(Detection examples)
-- Begin --

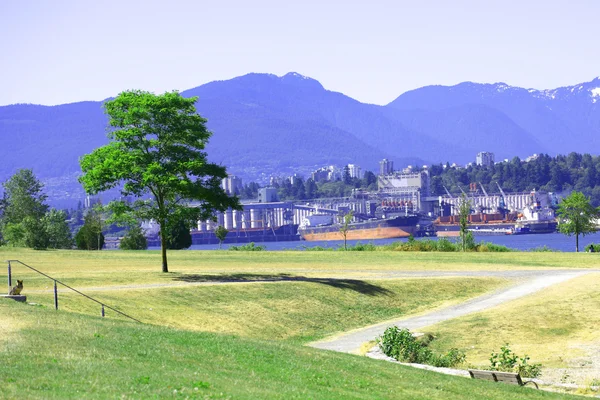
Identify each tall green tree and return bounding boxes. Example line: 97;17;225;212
75;210;104;250
556;192;600;252
0;169;48;249
458;193;471;251
215;225;229;249
340;210;354;250
44;208;73;249
80;91;241;272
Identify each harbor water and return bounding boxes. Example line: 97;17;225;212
150;233;600;252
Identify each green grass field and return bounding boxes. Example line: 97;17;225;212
0;247;600;288
0;301;570;400
28;278;506;343
0;248;600;399
426;274;600;385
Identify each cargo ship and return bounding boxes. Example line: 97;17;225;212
298;212;419;241
433;204;558;237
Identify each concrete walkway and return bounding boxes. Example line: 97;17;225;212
309;269;598;353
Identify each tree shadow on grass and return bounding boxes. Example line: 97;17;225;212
173;274;392;296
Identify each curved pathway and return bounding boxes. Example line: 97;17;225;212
309;269;600;353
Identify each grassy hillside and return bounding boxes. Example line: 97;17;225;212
0;301;580;400
0;247;600;287
427;274;600;386
25;278;505;343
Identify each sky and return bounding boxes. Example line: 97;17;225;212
0;0;600;105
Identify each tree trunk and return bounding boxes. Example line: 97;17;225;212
160;223;169;272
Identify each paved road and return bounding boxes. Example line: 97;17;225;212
310;269;600;353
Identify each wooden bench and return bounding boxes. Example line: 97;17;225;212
469;369;539;389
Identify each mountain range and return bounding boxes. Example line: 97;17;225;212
0;73;600;203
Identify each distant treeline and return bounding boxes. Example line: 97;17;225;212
429;153;600;206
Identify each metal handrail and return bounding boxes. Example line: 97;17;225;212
6;260;143;324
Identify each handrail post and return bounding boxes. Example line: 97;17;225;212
8;261;12;293
54;280;58;310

-- End --

▶ **Your instructions**:
How many lines in the material above contain the string "green", matching case exactly? Give only the number.

▶ **Expected answer**:
2